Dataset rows

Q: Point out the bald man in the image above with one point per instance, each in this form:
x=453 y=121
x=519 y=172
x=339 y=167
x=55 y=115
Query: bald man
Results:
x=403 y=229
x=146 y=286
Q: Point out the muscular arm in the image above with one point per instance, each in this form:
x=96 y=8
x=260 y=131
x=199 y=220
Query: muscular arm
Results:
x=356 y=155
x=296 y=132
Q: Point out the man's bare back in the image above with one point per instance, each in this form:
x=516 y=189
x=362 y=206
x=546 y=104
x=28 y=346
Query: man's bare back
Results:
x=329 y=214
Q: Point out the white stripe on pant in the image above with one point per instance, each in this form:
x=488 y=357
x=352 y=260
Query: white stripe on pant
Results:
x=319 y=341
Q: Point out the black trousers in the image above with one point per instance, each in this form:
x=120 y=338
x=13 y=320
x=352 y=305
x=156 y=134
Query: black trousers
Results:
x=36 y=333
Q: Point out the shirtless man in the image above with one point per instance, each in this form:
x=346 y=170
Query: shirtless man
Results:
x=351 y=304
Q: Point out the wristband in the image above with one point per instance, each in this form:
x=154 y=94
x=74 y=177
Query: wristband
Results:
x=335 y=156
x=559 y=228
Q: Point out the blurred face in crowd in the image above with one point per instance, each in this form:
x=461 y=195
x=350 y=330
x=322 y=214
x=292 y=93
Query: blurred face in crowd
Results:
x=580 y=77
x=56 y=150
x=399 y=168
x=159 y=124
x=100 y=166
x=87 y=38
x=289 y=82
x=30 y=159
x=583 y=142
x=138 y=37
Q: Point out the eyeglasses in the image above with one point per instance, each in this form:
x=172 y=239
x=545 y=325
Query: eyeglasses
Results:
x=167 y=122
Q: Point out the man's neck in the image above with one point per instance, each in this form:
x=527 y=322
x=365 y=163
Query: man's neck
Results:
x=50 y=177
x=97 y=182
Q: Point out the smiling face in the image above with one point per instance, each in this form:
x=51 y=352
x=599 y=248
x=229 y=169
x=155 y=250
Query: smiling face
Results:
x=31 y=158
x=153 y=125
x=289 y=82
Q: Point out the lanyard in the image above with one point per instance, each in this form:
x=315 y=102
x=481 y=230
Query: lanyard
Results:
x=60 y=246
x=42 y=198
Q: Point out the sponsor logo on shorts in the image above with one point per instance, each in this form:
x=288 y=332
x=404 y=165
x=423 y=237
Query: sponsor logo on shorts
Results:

→ Exercise description
Repeat all of the records above exactly as written.

→ Finished answer
Q: Point out the bald man in the image above with one point per instance, each in this form:
x=453 y=121
x=519 y=172
x=339 y=167
x=55 y=115
Query: bald man
Results:
x=403 y=229
x=146 y=286
Q: Point out the muscular arm in the image above with one point per instance, each in this form:
x=96 y=8
x=260 y=131
x=199 y=220
Query: muscular arm
Results:
x=356 y=155
x=296 y=132
Q: Point out the man's bare back in the image above with one point per instance, each in this form:
x=516 y=189
x=362 y=206
x=546 y=104
x=28 y=346
Query: man's bare back
Results:
x=329 y=214
Q: Point out the white stripe on pant in the image above with one point per instance, each in this form:
x=488 y=357
x=352 y=260
Query: white stripe on pant
Results:
x=319 y=341
Q: Point out the black trousers in the image above with one point per instance, each in this form:
x=120 y=338
x=13 y=320
x=352 y=305
x=156 y=134
Query: black trousers
Results:
x=36 y=333
Q: Point out the shirtless man in the image above with one point per instance, each in this form:
x=346 y=170
Query: shirtless man
Results:
x=351 y=304
Q: Point out the wristband in the image above with one point per instance, each in this form:
x=154 y=94
x=74 y=177
Query: wristband
Results:
x=335 y=156
x=559 y=228
Q: Point out the blurred face in crowd in the image above with one point per instance, each in this form:
x=461 y=195
x=350 y=330
x=322 y=214
x=292 y=93
Query: blurred face in crowd
Results:
x=580 y=77
x=56 y=150
x=399 y=168
x=159 y=124
x=100 y=166
x=87 y=38
x=289 y=82
x=30 y=159
x=583 y=142
x=138 y=37
Q: Point out the eyeglasses in the image above with one point per instance, each in this form:
x=172 y=239
x=545 y=325
Query: eyeglasses
Results:
x=167 y=122
Q: Point out the man's neck in the image above with one point per instance, each in this form:
x=527 y=322
x=365 y=163
Query: man's neck
Results:
x=50 y=177
x=97 y=182
Q: Point out the smiling face in the image above with one point per instance, each in this form:
x=51 y=352
x=599 y=248
x=229 y=169
x=155 y=250
Query: smiling face
Results:
x=31 y=158
x=153 y=125
x=289 y=82
Q: Point out the lanyard in the image above with one point per instance, each in this form:
x=315 y=102
x=481 y=230
Query: lanyard
Results:
x=60 y=246
x=42 y=198
Q: Point out the sponsor logo on shorts in the image above with one point per instance, each in this form:
x=288 y=332
x=404 y=165
x=423 y=237
Query: sponsor logo on shorts
Results:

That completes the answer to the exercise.